> What this task involves: Nothing but the lines below, from the first through the line containing "Put a marker on every instance of the person standing", should be set down, each one exactly and without pictures.

> Material provided:
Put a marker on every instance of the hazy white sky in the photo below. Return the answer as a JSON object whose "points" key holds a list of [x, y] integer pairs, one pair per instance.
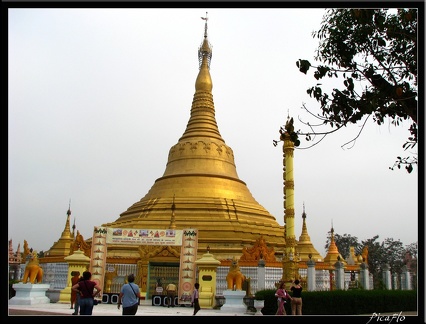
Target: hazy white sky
{"points": [[97, 97]]}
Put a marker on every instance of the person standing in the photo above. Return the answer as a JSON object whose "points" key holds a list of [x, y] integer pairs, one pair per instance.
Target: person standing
{"points": [[74, 279], [282, 296], [77, 299], [88, 290], [296, 300], [129, 296], [171, 293], [194, 298]]}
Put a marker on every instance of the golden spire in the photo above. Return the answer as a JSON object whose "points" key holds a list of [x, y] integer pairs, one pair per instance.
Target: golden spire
{"points": [[61, 248], [333, 254], [201, 177]]}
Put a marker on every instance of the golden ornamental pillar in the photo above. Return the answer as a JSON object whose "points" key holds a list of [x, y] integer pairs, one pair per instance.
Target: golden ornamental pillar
{"points": [[290, 257]]}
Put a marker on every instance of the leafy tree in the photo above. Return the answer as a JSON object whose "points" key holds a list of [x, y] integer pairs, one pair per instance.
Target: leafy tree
{"points": [[375, 53], [389, 252]]}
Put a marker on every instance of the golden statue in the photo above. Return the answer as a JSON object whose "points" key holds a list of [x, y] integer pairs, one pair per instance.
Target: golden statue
{"points": [[235, 278], [33, 271]]}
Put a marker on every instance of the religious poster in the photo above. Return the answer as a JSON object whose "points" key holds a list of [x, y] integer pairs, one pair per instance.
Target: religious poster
{"points": [[98, 259], [144, 236], [187, 269]]}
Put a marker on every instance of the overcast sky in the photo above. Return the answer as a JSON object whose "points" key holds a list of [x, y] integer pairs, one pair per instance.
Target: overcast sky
{"points": [[97, 97]]}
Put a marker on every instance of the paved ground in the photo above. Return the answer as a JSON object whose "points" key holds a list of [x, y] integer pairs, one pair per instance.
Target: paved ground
{"points": [[145, 309]]}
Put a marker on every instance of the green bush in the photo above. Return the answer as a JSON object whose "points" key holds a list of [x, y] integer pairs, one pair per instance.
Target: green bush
{"points": [[346, 302]]}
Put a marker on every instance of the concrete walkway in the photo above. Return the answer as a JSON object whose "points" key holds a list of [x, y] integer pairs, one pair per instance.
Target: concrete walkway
{"points": [[145, 309]]}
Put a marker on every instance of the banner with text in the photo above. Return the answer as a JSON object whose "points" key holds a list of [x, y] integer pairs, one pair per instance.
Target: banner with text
{"points": [[144, 236]]}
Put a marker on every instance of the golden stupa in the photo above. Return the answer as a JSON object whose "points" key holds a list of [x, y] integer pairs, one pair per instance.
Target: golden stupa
{"points": [[200, 187]]}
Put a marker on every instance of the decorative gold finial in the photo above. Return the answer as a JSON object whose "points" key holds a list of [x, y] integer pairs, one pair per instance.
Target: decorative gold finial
{"points": [[205, 18]]}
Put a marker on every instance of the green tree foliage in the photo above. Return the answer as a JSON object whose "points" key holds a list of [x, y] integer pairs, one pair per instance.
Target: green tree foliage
{"points": [[390, 252], [374, 51]]}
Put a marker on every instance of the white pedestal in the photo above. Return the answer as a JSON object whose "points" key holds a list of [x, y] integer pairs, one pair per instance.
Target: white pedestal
{"points": [[30, 294], [234, 302]]}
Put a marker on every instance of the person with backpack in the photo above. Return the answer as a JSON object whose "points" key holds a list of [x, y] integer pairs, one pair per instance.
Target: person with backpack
{"points": [[129, 296]]}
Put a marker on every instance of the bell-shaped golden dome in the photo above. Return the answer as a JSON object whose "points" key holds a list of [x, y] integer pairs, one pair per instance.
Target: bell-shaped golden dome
{"points": [[200, 187]]}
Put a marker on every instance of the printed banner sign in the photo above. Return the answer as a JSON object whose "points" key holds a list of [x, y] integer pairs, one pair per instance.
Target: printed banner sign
{"points": [[144, 236]]}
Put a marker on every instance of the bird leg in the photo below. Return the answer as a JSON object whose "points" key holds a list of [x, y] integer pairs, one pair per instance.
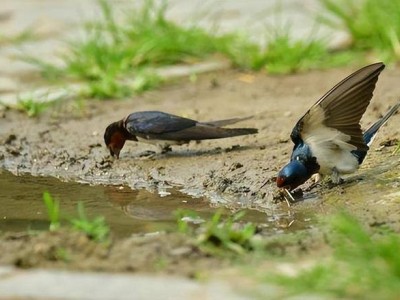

> Output of the exercise:
Put a marker on every instance of the hazy white sky in the photo below. Return the answer as a JSON object whose "points" key holds a list of [x, y] integer pairs, one pair per instance.
Target: hazy white sky
{"points": [[97, 97]]}
Put a marker on every instance of the person standing in the photo above. Return the answer as a JSON object whose "points" key holds a list of [x, y] integer pairs, one pair per instance.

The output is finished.